Repeat the material below word for word, from the line containing "Target: window with white frame" through the line containing "(1254, 590)", including both of those lines.

------------------------------------------------------------------------

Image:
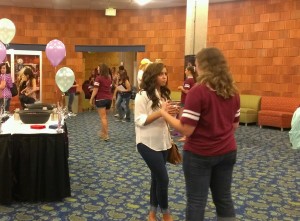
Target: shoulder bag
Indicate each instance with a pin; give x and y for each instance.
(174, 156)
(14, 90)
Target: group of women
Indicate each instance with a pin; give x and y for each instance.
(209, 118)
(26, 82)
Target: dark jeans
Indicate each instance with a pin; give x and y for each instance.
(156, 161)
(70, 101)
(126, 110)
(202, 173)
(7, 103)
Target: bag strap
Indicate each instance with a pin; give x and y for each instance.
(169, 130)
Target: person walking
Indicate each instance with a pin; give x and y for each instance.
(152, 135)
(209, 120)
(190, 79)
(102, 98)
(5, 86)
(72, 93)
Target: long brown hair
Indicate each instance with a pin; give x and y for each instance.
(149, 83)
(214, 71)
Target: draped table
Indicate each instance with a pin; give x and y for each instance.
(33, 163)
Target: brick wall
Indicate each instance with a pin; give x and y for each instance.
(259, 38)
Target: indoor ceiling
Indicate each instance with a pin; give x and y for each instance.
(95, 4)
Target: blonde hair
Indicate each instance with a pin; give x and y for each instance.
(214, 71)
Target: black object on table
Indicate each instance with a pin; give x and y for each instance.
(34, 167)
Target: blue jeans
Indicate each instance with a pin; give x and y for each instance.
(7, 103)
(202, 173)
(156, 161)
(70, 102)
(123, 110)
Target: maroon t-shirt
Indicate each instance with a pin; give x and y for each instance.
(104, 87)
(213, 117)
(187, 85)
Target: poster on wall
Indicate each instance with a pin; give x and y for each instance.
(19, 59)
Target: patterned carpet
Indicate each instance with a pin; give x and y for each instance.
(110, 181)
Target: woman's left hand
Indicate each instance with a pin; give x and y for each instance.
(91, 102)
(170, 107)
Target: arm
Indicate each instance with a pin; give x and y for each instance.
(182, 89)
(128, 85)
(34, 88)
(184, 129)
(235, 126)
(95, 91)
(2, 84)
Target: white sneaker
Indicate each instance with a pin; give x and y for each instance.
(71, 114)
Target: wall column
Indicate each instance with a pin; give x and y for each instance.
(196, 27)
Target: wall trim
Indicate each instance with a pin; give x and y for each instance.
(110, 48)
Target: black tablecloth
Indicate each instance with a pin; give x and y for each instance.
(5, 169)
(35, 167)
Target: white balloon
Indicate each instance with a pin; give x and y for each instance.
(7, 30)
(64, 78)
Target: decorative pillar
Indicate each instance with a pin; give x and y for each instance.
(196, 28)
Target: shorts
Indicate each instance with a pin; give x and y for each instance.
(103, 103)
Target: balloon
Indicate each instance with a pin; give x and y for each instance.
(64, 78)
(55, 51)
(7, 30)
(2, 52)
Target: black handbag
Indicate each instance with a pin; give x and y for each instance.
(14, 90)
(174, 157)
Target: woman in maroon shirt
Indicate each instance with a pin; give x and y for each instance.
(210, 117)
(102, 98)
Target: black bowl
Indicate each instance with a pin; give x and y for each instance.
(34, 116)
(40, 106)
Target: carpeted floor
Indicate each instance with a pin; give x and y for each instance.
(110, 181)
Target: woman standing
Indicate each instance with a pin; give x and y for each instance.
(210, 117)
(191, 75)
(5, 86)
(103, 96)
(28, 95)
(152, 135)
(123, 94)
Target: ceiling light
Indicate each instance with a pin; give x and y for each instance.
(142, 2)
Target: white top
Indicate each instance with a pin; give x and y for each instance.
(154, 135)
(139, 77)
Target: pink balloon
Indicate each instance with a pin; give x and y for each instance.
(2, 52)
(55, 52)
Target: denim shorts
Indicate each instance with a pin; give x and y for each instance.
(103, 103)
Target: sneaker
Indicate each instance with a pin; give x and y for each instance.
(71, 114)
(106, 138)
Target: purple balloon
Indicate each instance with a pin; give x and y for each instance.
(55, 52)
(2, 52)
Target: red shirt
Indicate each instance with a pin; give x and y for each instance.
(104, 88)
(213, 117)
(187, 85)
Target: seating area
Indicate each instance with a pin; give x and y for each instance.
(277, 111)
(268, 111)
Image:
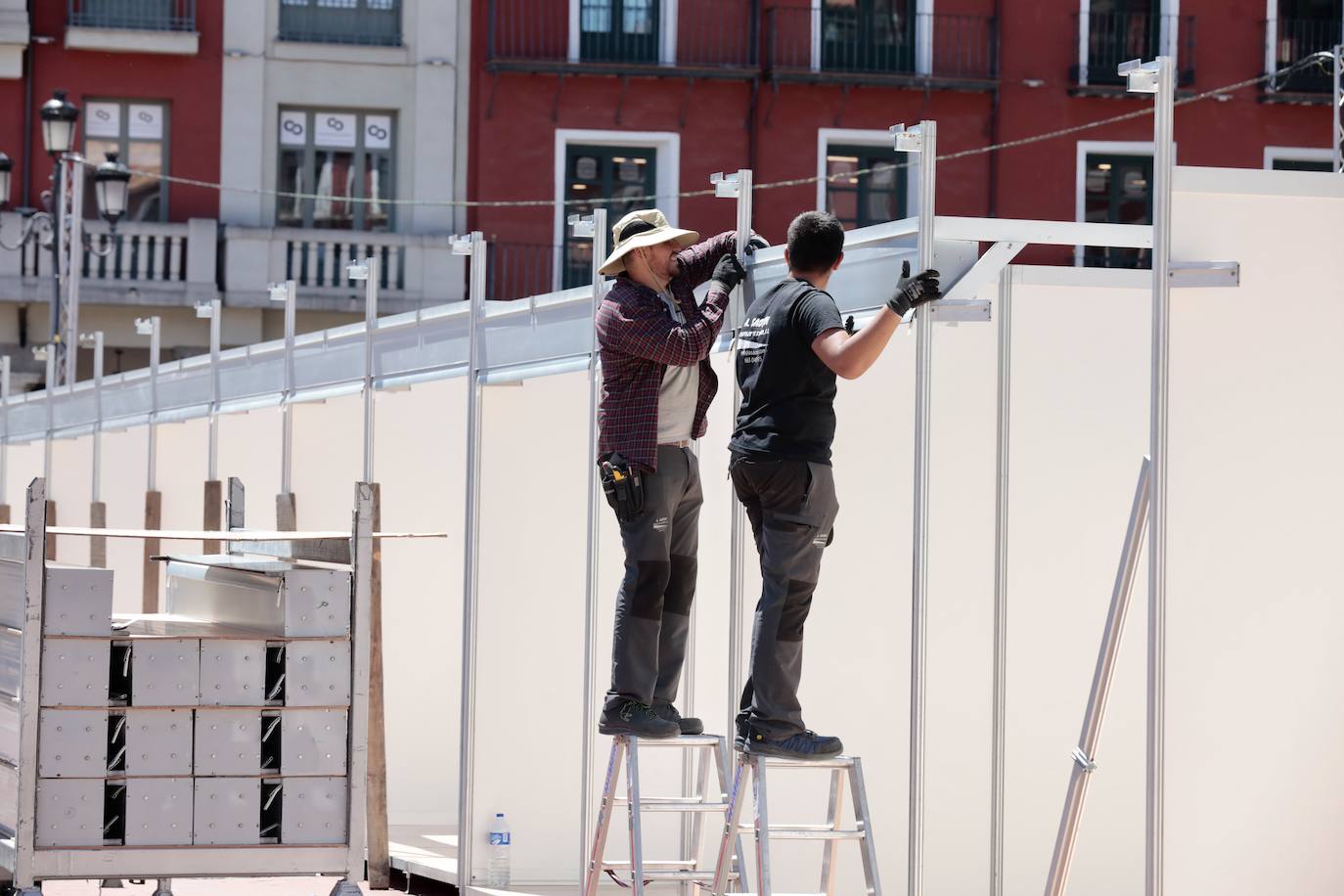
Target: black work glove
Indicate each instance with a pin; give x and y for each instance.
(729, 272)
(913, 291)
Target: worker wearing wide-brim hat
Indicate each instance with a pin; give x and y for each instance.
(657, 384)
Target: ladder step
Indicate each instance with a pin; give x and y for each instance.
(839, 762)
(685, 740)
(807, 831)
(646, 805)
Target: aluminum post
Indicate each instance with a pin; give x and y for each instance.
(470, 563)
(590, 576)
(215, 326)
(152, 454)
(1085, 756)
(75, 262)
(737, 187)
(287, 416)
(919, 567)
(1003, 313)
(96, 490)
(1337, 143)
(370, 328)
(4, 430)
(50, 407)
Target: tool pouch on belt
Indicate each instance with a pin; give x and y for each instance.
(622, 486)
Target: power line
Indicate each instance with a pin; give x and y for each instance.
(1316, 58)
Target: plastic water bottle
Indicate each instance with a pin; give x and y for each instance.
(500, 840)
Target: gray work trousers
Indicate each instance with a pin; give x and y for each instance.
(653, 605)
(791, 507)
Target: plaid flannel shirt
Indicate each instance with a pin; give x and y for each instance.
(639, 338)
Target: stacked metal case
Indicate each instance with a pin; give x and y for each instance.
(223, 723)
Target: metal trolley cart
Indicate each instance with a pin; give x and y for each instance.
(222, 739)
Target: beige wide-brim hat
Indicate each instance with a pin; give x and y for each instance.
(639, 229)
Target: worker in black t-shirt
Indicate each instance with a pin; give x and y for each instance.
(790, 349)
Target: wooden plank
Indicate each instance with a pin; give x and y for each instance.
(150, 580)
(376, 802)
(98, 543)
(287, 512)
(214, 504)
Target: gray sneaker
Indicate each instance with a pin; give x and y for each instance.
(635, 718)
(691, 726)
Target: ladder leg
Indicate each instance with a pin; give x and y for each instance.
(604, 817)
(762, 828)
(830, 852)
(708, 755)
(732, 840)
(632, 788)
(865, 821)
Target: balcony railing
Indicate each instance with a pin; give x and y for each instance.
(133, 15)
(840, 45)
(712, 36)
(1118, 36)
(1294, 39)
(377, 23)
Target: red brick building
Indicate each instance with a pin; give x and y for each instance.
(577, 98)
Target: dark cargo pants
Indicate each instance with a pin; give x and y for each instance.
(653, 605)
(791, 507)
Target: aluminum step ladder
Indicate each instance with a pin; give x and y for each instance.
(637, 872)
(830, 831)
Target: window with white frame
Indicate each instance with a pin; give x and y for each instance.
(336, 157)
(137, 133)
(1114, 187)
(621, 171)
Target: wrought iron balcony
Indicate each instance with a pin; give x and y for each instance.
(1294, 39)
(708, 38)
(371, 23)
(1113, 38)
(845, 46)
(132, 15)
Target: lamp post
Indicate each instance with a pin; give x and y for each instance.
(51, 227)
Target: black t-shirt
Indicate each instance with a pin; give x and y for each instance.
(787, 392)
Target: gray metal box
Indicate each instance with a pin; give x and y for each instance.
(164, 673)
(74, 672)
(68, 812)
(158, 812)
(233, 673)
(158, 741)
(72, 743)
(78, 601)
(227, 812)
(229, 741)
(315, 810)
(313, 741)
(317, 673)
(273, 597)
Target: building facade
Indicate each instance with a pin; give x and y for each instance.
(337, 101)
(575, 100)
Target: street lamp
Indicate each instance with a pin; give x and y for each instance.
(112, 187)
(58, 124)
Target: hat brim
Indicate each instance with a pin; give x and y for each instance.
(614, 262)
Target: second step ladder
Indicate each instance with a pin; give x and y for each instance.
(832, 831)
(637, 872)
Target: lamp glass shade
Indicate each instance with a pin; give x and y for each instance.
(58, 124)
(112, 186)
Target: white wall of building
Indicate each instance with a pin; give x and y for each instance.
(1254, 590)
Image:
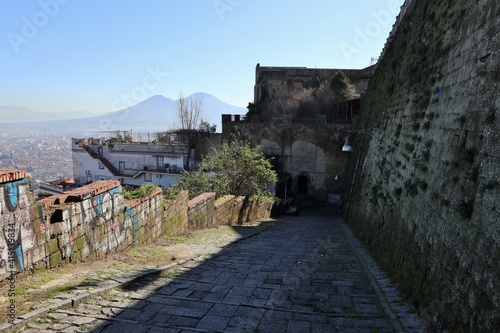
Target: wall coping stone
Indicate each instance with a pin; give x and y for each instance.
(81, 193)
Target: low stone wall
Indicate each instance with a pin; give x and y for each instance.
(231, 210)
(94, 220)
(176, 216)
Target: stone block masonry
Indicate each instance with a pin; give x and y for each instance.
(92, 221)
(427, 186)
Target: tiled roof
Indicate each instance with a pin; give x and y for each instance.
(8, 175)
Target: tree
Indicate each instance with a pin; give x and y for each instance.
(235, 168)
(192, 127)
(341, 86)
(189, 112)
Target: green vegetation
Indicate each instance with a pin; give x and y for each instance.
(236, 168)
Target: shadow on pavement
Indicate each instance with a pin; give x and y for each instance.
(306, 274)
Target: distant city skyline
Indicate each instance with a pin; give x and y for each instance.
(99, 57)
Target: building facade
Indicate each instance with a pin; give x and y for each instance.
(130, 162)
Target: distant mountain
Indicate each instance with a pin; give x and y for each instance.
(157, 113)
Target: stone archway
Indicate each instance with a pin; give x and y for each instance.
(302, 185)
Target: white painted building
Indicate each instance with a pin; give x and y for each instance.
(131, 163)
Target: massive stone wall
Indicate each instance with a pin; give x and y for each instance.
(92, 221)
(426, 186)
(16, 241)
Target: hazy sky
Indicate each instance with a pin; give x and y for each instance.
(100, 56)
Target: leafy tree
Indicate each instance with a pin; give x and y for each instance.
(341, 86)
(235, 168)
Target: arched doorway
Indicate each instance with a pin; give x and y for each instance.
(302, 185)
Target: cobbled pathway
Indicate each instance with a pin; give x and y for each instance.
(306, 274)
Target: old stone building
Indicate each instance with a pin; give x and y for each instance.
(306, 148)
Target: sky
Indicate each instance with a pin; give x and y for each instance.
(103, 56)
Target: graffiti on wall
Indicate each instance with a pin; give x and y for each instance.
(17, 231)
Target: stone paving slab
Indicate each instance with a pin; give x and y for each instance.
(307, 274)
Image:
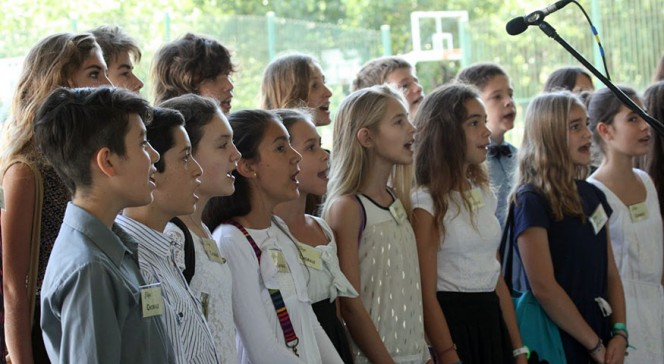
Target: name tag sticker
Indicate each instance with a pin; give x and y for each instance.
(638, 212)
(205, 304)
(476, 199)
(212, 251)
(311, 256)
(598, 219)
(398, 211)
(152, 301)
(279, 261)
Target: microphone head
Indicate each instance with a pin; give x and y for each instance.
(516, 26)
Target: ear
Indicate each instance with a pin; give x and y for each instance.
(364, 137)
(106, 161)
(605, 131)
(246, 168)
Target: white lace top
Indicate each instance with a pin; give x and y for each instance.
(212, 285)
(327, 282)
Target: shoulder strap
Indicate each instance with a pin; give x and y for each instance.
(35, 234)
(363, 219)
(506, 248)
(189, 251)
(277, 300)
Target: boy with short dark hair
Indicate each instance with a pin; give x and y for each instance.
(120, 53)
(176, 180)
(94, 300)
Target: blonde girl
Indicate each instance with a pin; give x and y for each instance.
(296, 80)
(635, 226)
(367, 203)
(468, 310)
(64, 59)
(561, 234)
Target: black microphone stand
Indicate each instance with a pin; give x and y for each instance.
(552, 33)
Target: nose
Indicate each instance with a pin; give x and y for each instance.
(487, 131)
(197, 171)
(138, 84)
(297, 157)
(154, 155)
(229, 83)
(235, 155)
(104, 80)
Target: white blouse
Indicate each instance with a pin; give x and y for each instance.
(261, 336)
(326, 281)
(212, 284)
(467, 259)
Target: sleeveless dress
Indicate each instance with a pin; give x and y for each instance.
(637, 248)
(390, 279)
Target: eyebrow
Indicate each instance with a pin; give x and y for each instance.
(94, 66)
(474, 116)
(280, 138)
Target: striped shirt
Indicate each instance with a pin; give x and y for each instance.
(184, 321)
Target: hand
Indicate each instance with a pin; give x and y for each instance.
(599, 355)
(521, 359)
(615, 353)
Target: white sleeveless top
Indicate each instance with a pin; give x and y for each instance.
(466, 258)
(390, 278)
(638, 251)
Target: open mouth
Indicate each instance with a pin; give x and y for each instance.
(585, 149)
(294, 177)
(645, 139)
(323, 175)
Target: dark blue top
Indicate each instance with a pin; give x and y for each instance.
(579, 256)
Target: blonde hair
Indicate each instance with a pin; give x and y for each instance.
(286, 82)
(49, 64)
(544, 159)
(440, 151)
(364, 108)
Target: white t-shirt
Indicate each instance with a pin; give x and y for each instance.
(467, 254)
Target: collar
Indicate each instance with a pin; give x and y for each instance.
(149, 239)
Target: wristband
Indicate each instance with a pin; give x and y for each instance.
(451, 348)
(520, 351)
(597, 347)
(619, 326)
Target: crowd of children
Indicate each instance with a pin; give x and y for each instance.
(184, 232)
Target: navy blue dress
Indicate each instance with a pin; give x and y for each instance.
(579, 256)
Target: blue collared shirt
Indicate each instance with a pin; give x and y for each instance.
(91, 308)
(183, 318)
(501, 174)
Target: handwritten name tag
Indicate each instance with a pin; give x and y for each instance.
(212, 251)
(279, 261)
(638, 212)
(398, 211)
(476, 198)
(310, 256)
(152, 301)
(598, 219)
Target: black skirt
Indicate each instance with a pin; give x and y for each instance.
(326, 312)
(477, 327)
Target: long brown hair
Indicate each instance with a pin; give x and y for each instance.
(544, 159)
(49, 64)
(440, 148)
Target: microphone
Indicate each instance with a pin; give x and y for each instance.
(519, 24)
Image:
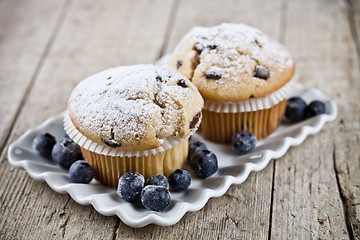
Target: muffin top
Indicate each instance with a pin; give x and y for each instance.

------------------------------------------------------------------------

• RESPONSE FOR THIS EXERCISE:
Target: window with white frame
Indicate each instance with a pin; give x and y for each instance.
(336, 157)
(137, 133)
(1114, 187)
(621, 171)
Target: wrought iron balcony
Indicate each instance with a pin; give x and y for each instance.
(1294, 39)
(708, 38)
(371, 23)
(1113, 38)
(845, 46)
(132, 15)
Target: lamp post
Indicate each instance with a pin; give x and y for each instance.
(51, 227)
Target: black t-shirt
Indicate each instance with a pin; give x and y for each instance.
(787, 392)
Target: gray metal box
Indicate each instance with a pin; give x and y for each instance.
(164, 673)
(74, 672)
(68, 812)
(158, 812)
(233, 673)
(158, 741)
(72, 743)
(78, 601)
(227, 812)
(229, 741)
(315, 810)
(313, 741)
(317, 673)
(273, 597)
Target: building facade
Indicate each instance with a pin; give x and y for each instance.
(337, 101)
(575, 100)
Target: street lamp
Indicate each instance with a pin; give x and y for each instance.
(112, 187)
(58, 124)
Target: hat brim
Indicate each instance with a pin; give x and y for each instance.
(614, 262)
Target: second step ladder
Indicate each instance with a pin; give x and y for each instance.
(832, 831)
(637, 872)
Target: lamp glass shade
Indicate each instance with a pin; give x and y for each instance.
(58, 124)
(112, 186)
Target: white wall of building
Indicate each instance with a pin; give x and y for each instance.
(1254, 590)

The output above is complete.